- **TASK BRIEF**
Please put this sentence from the essay on writing into Spanish: "This book is inspiring me to restructure and focus my time."

Write Club, where everyone doesn’t know your name
“Shut up and write. Don’t talk about writing, just physically do it.” I hear this Natalie Goldberg quote in my head as if being screamed at by Tyler. My writer friend, Maria, who, believe me, we’re going to be reading her novel someday so soon (she is raw and sublime and eek, I got to read a draft), loaned me her copy of Writing Down the Bones by the brilliant Ms. Goldberg. I bought my own, returned hers, and then didn't read very far because, squirrel or kid or cat or dead bunny in my backyard, I know it was you, Kumo.
Pensive Impulse is just one of the spaces where I respond. In my Welcome Message, I quote Holocaust survivor Viktor Frankl, “Between stimulus and response there is space. In that space is our power to choose our response. In our response lies our growth and freedom.” This is the ever-present guide for my life. I don’t talk about the other spaces to many folks, but I work at them, poorly in my opinion. I recently re-picked up this book of inspiration and it’s almost too hard to read for the noise of excitement in my head interferes. I am slow reader and I am allowing myself to go extra slow. To let my Radio-GaGa-mind exhaust itself. I’ll ask you same as I would ask my son - now who sings that?
Three years ago, I created a Facebook Page for Pensive Impulse. I super suck at social media, volleying between copious bursts of updates and long breaks away. I’ve been incredibly inconsistent with posting and upkeep. This means I fail to hit any algorithm equation of visibility. This book is inspiring me to restructure and focus my time. My plan is to return to using my Facebook PI-page on a weekly post schedule. It will hold me accountable to this space. To Not Retreat is my constant battle when I face my pain and this makes me own whatever is going on and face it. It forces me to show up and sometimes I need that boot kick. I’m considering, maybe, thinking, dunno, shuttering my other page (which is how it was until last year when I took my pseudonym account public under my actual name, oh the why…). I could see this helping me better target my intentions and prioritize/manage my time for the other spaces.
Spaces that might take 20 years or more or never, but that do require my attention. I know there is nothing else I’m supposed to do. Almost seventy years after the world first caught glimpse of a white whale, folks finally thought there might be something to that story after all. Melville, whose extensive works have now cemented him as a literary giant, died forty years after publishing Moby Dick, which came out to flat reception.
I wonder about the untold, countless writer-souls who have bled their spirits, if only ever to a someone. I hold fast to sweet Emily’s words and know I, too, shall not live in vain, for one is all that matters. Hence, the fate of our words cannot, must not matter. Our passions inform our purpose. The writer-soul shares the same impulse — the pensive demand that we witness the richness that exists in a place no one else can see.

- **STUDY MATERIAL**
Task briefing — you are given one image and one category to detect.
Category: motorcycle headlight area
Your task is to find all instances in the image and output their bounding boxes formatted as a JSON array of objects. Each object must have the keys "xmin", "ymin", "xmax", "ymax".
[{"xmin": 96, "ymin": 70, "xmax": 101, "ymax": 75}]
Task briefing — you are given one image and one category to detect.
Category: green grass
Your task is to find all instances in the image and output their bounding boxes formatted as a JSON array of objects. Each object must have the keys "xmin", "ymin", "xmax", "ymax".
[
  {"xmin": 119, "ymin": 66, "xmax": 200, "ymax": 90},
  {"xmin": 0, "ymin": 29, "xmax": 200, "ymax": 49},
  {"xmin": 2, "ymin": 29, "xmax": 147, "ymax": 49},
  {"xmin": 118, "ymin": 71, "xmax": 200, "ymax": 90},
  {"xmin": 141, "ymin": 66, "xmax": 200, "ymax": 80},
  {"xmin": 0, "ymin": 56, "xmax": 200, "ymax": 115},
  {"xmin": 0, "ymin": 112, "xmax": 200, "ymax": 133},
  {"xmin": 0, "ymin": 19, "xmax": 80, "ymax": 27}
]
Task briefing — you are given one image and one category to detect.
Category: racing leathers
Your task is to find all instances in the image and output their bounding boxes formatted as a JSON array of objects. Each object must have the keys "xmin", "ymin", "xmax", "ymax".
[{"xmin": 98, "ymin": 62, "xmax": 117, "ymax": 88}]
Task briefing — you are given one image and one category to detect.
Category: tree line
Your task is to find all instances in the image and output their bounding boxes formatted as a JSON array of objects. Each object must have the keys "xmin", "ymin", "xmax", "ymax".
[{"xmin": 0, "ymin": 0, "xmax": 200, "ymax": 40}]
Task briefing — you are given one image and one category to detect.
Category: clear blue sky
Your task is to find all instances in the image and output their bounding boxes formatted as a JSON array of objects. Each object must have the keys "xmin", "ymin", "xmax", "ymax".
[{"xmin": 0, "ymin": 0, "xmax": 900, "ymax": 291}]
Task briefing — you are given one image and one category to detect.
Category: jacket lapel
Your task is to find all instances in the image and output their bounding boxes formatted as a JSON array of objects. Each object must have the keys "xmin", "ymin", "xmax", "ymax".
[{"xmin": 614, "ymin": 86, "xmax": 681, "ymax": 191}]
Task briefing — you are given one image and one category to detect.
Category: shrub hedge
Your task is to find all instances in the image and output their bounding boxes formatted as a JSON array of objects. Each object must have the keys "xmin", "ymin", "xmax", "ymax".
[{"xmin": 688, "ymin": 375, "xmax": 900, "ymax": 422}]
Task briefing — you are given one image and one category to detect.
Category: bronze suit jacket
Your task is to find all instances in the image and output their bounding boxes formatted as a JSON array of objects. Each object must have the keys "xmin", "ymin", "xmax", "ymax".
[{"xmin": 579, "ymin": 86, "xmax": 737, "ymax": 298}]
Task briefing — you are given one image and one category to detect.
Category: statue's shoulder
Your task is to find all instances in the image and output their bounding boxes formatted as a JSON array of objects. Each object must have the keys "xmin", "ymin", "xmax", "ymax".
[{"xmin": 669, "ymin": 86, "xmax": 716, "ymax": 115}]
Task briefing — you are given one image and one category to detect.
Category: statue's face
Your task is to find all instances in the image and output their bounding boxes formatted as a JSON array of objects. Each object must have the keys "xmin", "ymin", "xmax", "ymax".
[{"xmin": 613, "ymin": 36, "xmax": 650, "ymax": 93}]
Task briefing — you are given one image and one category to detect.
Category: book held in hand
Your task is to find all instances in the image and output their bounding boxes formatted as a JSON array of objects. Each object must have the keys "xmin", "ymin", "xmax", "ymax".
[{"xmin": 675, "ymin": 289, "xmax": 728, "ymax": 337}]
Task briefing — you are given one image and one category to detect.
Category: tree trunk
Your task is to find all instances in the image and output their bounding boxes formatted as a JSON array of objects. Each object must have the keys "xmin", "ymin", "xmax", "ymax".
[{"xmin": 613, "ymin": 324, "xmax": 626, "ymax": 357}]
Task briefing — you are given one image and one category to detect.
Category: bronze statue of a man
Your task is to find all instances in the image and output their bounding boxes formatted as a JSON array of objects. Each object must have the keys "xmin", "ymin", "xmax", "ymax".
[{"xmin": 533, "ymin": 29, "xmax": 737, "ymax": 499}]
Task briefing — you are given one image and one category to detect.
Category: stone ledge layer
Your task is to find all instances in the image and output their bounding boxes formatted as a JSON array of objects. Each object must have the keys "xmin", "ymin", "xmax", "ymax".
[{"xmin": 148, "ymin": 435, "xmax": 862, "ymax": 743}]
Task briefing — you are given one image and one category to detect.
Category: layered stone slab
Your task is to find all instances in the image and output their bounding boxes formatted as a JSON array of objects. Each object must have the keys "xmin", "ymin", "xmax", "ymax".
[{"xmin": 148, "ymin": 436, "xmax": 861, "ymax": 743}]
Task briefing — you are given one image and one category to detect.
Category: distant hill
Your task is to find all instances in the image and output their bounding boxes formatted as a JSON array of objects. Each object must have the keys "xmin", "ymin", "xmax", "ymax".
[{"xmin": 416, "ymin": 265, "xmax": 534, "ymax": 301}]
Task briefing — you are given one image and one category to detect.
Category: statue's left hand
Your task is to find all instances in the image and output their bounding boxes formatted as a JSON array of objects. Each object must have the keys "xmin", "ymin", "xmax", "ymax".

- **RESPONSE BOX**
Este libro me está inspirando a reestructurar y enfocar mi tiempo.